• SOURCE TEXT
Upbeat Sark says uptempo SC can be very good

Steve Sarkisian is still a young guy when it comes to college football coaches but a veteran in his sixth Pac-12 Media Day Wednesday at Paramount Studios. He likes this team and he likes its chances.

HOLLYWOOD -- It's days like this when you realize Steve Sarkisian is all grown up.

Sure, the new USC coach may be, at the age of 40, the eighth-youngest head coach in Division I football. But you can tell he's been here before.

Five times, to be exact. And now he's back home and here for the first time as the Trojans' guy.

Not Pete Carroll's guy. Or Ed Orgeron's successor. Just plain old, or young, Sark.

Carroll gave him the best advice his last night at USC before heading off to Washington after USC beat up on Penn State in the Rose Bowl.

"Go be you," Carroll told Sark as they walked out of the Rose Bowl that night.

And so he has.

"We are definitely different people and that won't change here," Sark said of comparisons with the last person to elevate USC football to the heights. "You have to be yourself. I think I can be and by doing it the right way, I think we'll be successful."

• SUPPLIED ENTRIES
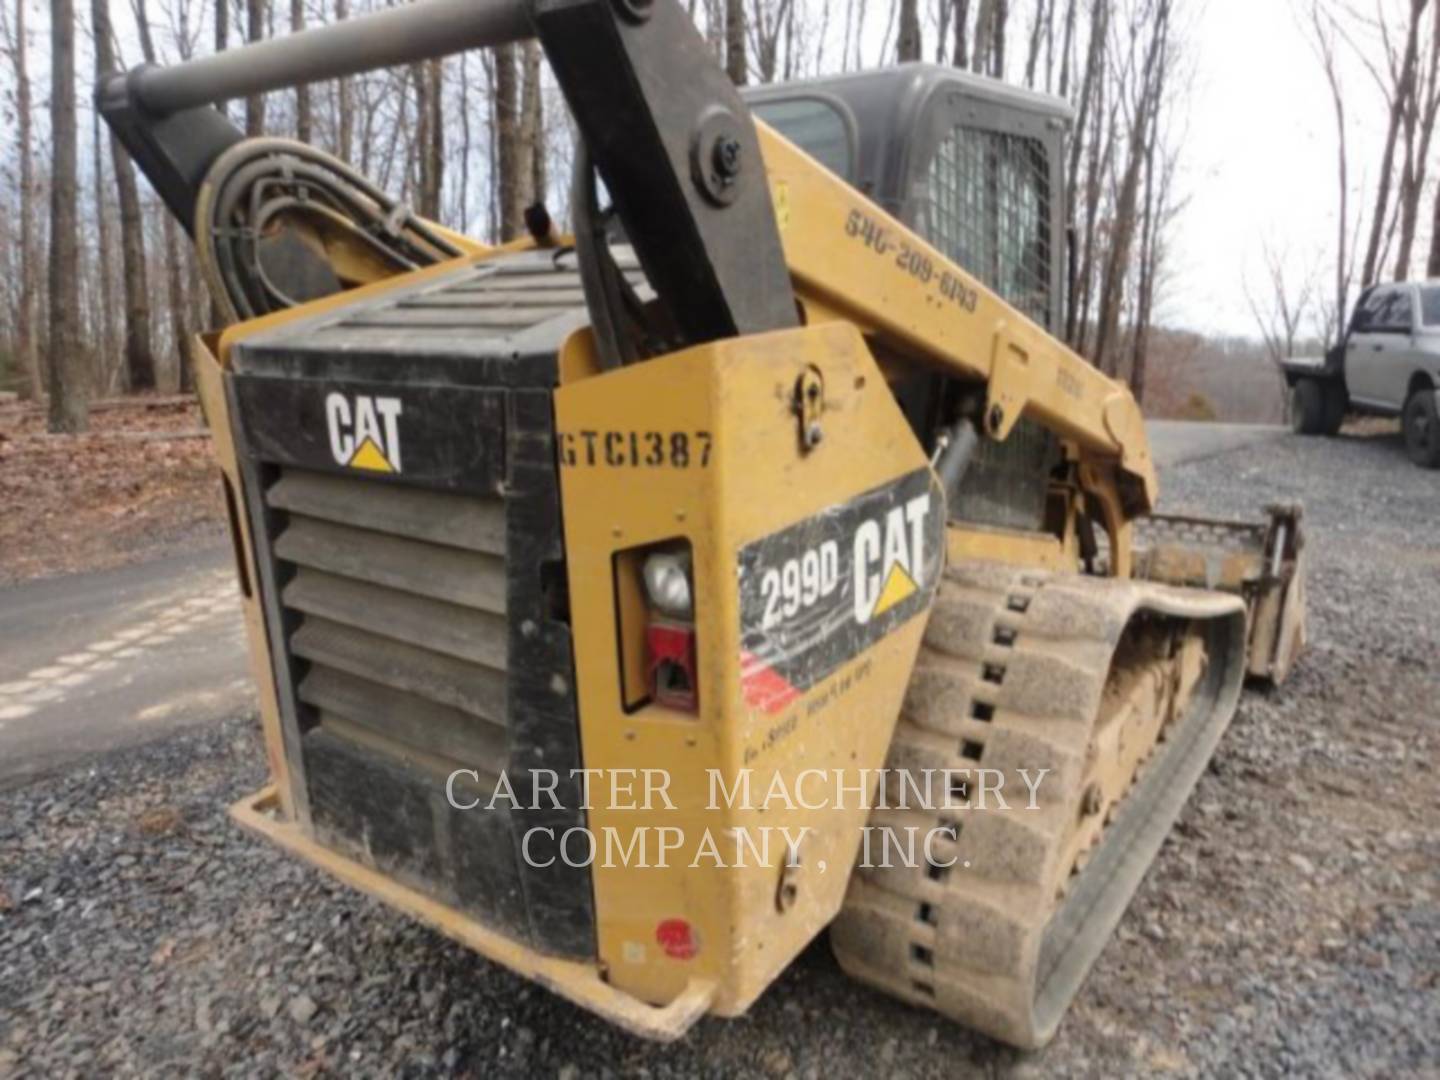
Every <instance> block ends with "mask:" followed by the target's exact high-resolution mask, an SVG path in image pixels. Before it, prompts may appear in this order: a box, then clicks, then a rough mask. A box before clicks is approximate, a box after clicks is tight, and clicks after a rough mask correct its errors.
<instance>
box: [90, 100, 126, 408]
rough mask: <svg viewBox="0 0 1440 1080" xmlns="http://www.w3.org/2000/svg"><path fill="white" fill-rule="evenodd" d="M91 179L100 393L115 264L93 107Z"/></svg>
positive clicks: (112, 349)
mask: <svg viewBox="0 0 1440 1080" xmlns="http://www.w3.org/2000/svg"><path fill="white" fill-rule="evenodd" d="M91 124H92V132H91V151H92V154H94V158H92V161H94V167H92V170H91V171H92V180H94V183H95V264H96V271H98V278H99V282H98V285H99V289H98V291H99V350H96V356H95V366H94V379H92V380H91V384H92V386H95V387H98V389H99V392H101V393H105V392H107V390H108V389H109V376H111V372H112V370H114V360H115V354H117V353H118V351H120V350H118V348H117V347H115V272H114V271H115V266H114V259H112V258H111V246H112V243H114V240H112V238H111V220H109V206H107V202H108V200H107V199H105V150H104V147H105V143H104V141H102V140H101V135H99V111H98V109H92V111H91Z"/></svg>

• ASSIGNMENT 1
In the article on Steve Sarkisian, what advice did Pete Carroll give him as they walked out of the Rose Bowl?
• ASSIGNMENT 2
Resume the article on Steve Sarkisian, picking up right after its final paragraph.

• WRITTEN RESPONSE 1
Carroll told him, "Go be you."

• WRITTEN RESPONSE 2
He's gotten off to the right start by not having to have it be about him. You hear it from the other end of the Paramount Theater lobby where the Pac-12 Media Days interviews are taking place Wednesday and Cody Kessler is talking about "One team, one heartbeat, like Coach O said," he says.

There's a continuity here that Sark recognizes. "I really like this football team. It's a credit to the previous staff and the job they did in recruiting really fine young men that have been closer together to me than probably any team I've been around. These guys are a very tight-knit group. There is tremendous leadership on this team, and there is a lot of talent."

It took him, Sark said, until the middle of spring before he realized just how much.

"I didn't know about the makeup. I didn't know about maybe where some of the depth issues could be. As we got going into spring ball and watched the development of some of the players that red-shirted, and I'm thinking about like Chris Hawkins, I'm thinking about an Antwaun Woods who played 20 snaps a game a year ago, I'm thinking about Toa Lobendahn, some of the new faces. Then I thought okay, couple that with Josh Shaw, couple that with Kevon Seymour, we have a chance.

"Now we still have plenty of work to do. Believe me, we're not out of the woods. We have a lot of work to do. But if we can do it the right way and manage them the right way, I really think we have a chance.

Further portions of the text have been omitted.